- WORK TO COMPLETE: According to the data conversion excerpt, which two dimensions of the first processing group are transposed to obtain the second processing group?

- EXCERPT:
☆ ☆ ☆ ☆ ☆ ☆ ☆

At least one embodiment of the present disclosure provides a data conversion method for converting a dimension of a first data combination. The first data combination includes at least one batch, and dimensions of data to which each of the at least one batch corresponds includes a first dimension, a second dimension, and a third dimension. The data conversion method includes: reading n elements in the first data combination according to a first-dimension direction to obtain a first processing group, a first element to an n-th element in the first processing group are arranged according to the first-dimension direction, and n is a positive integer; performing a transpose on the first dimension and the third dimension of the first processing group to obtain a second processing group, a first element to an n-th element in the second processing group are arranged in a third-dimension direction; writing the first element to the n-th element in the second processing group to a first storage.
At least one embodiment of the present disclosure further provides at least one data conversion apparatus, electronic device and storage medium.
The method, apparatus, device and storage medium provided by at least one embodiment of the present disclosure, support conversion between different data arrangement formats corresponding to different neural network frameworks, enable offloading corresponding data conversion tasks from processing device such as accelerator or the like, thereby reducing data conversion latency and reducing burdens on the device such as accelerator or the like.
Hereinafter, at least one embodiment of the present disclosure is described in detail with reference to the drawings. It should be noted that the same reference numerals in different drawings are used to refer to the same elements already described.
For example, as illustrated in
Step S110: reading n elements in the first data combination according to a first-dimension direction to obtain a first processing group, where n is a positive integer;
Step S120: performing a transpose on the first dimension and the third dimension of the first processing group to obtain a second processing group; and
Step S130: writing the first element to the n-th element in the second processing group to a first storage.

☆ ☆ ☆ ☆ ☆ ☆ ☆

- RAW RECORDS:

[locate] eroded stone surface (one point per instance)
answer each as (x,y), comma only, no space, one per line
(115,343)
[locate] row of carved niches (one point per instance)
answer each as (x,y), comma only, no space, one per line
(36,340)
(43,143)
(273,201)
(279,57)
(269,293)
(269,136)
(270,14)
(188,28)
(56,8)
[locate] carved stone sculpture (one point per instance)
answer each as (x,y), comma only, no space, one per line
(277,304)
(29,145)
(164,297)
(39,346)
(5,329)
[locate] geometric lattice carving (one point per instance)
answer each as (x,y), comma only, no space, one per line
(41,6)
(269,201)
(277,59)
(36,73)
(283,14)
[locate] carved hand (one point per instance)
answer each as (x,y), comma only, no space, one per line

☆ ☆ ☆ ☆ ☆ ☆ ☆

- EXERCISE OUTPUT: The first dimension and the third dimension.